Point annotation data:
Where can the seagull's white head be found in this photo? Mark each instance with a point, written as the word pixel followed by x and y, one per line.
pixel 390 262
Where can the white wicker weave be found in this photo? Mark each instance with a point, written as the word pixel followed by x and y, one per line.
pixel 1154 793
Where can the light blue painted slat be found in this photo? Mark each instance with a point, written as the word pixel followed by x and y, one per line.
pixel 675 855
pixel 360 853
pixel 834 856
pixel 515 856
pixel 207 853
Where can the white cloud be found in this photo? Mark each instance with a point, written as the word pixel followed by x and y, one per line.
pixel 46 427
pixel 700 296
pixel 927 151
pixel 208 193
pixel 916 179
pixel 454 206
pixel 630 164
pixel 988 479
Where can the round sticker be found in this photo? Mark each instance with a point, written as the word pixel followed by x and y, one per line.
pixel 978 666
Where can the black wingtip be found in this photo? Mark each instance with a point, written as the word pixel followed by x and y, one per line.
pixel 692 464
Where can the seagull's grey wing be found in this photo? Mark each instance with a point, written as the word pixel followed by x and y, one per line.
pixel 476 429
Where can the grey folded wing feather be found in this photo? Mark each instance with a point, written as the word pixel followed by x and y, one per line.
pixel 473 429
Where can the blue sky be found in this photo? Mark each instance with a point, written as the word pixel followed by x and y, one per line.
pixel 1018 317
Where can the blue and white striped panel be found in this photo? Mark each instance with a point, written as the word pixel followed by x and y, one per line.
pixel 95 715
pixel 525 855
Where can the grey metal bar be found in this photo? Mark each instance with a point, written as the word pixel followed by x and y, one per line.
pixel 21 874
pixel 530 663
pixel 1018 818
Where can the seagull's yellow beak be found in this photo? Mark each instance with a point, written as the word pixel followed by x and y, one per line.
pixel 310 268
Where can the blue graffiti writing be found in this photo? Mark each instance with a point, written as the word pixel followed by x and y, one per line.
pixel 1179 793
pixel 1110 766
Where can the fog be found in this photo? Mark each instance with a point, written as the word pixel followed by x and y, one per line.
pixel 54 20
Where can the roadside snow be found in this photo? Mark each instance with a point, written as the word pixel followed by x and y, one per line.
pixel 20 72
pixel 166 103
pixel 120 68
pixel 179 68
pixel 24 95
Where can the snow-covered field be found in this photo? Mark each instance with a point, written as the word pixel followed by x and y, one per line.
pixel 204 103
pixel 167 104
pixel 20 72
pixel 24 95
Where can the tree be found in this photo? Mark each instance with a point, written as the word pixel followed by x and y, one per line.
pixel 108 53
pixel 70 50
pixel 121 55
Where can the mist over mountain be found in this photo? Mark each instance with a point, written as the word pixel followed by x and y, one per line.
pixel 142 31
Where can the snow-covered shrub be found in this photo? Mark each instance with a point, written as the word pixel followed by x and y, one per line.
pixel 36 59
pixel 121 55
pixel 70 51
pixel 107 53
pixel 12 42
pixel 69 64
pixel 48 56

Set task: Reproduce every line of the data above verbatim.

Written answer:
Where can the seagull's white head be found in this photo? Mark each instance with a point, written as the word pixel followed by x and y, one per line.
pixel 390 262
Where can the white wicker weave be found in this photo? Mark each instance with a point, written as the word pixel followed by x and y, one per line.
pixel 1154 793
Where can the light blue painted slat be found in this photo? Mark each instance with a point, written as the word pixel followed by x and y, one per line.
pixel 675 855
pixel 360 853
pixel 834 856
pixel 515 856
pixel 207 853
Where can the white cloud be found in this photo? Mark each instance with a point, written as the word pixel followed by x and y, one per line.
pixel 46 427
pixel 700 296
pixel 927 151
pixel 208 193
pixel 916 179
pixel 454 206
pixel 630 164
pixel 988 479
Where can the round sticker be found in this photo? Mark each instance with a point, written as the word pixel followed by x and y, one per line.
pixel 978 666
Where can the black wingtip be found in this photo? Mark each instance with a point, written as the word pixel followed by x and y, one per line.
pixel 692 464
Where can the seagull's grey wing be found in this photo? Mark each instance with a point, written as the word pixel followed by x and y, one per line.
pixel 476 429
Where can the grey folded wing feather be found in this photo? Mark each instance with a point, written as the word pixel followed by x and y, one per line.
pixel 473 429
Where can the blue sky be found in this photo? Mark each instance with a point, written as the word pixel followed by x and y, one per line.
pixel 1018 317
Where can the blue and white striped panel be found in this photo? Mark each instance with a point, written as the word pixel followed by x and y, one per line.
pixel 95 715
pixel 525 855
Where can the grey metal bar be found in this photo? Mark each instance with a point, written as the word pixel followed by x and y, one per line.
pixel 21 874
pixel 530 663
pixel 1018 818
Where can the seagull's yellow beak be found in this photo? Mark each instance with a point, written as the word pixel followed by x and y, one per line.
pixel 310 268
Where can the blue graffiti writing be found in this photo? Mark each instance with a point, written as the word pixel followed by x and y, one per line.
pixel 1179 793
pixel 1110 766
Where can the fog be found in this photo? Mark each instance with a point, written as the word pixel followed by x and y, one per line.
pixel 54 20
Where can the roadside snow be found in this photo? Mark each instance with a point, written as the word pixel followed by x and y, one per line.
pixel 20 72
pixel 166 103
pixel 120 68
pixel 179 68
pixel 24 95
Where can the snow-covered field be found in this photo? Mark each instance with a point, written as the word pixel followed by x and y, one per line.
pixel 204 103
pixel 167 104
pixel 20 72
pixel 24 95
Where can the tree be found in this photo? Mark each instance with a point, written as the word pixel followed by x and y, one per line.
pixel 108 53
pixel 70 50
pixel 121 55
Where can the mist over mountain be found in this photo? Mark each instance with a point, written as the word pixel followed by x and y, one per line.
pixel 142 31
Where can the snow-covered shrub be found in this photo? Mark each instance with a point, written as the word pixel followed by x and y, one per line.
pixel 36 59
pixel 121 55
pixel 70 51
pixel 107 53
pixel 12 42
pixel 69 64
pixel 48 56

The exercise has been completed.